Referring expression data:
=====
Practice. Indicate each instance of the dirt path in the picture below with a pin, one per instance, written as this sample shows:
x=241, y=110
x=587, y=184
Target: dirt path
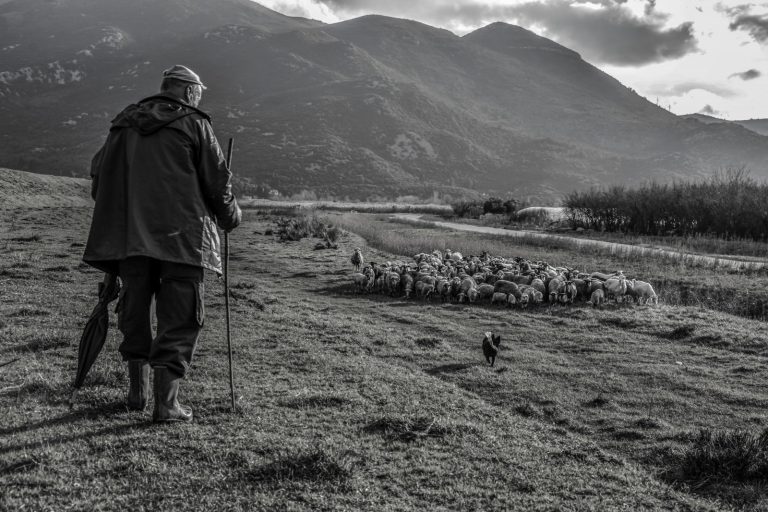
x=610, y=247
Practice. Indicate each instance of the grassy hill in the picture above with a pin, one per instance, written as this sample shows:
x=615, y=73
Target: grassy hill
x=23, y=189
x=369, y=107
x=365, y=402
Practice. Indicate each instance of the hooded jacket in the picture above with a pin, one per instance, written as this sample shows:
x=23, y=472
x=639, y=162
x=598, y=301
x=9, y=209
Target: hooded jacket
x=161, y=184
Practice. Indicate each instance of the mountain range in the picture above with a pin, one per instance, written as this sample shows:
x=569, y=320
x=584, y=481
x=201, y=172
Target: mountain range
x=370, y=107
x=756, y=125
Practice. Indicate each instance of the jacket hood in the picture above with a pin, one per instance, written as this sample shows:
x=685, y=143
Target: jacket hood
x=153, y=113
=====
▶ What you will do:
The copy must reproduce every entry exactly while excluding all pictures.

▶ Answer space:
Practice. Indicate each instance of the dirt path in the picture below with a pin, one per instance, written as this sample shows:
x=241, y=110
x=587, y=184
Target: dirt path
x=610, y=247
Practice. Indicate each instance of the grassy hill in the picture above with a pin, one per instance, written as this sample shows:
x=615, y=73
Target: grassy hill
x=23, y=189
x=369, y=107
x=365, y=402
Practice. Indicate each instance of the hooded jacket in the picture above with a pin, one per instance, written as this sample shows:
x=23, y=472
x=639, y=162
x=598, y=301
x=9, y=209
Target: hooded jacket
x=161, y=184
Practice. Indicate each instance of the mountain range in the picture above with a pin, one per instance, written as this sample shows:
x=569, y=320
x=584, y=481
x=201, y=172
Target: mountain range
x=370, y=107
x=756, y=125
Practice. Indicate each instance of the jacket hood in the picture above with a pin, one per instance, written as this sample shows:
x=685, y=143
Target: jacket hood
x=153, y=113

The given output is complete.